> _LISTING_:

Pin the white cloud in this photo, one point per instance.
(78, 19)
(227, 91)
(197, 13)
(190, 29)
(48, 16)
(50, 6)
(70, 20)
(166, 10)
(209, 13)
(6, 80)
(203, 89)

> _STATED EXERCISE_:
Format every line of the records above as a numbered list, leaving out any blank lines.

> _TASK OUTPUT_:
1. Pin the white cloud in this photo, one point per instance.
2. (78, 19)
3. (227, 91)
4. (197, 13)
5. (190, 29)
6. (48, 16)
7. (50, 6)
8. (70, 20)
9. (166, 10)
10. (209, 13)
11. (6, 80)
12. (203, 89)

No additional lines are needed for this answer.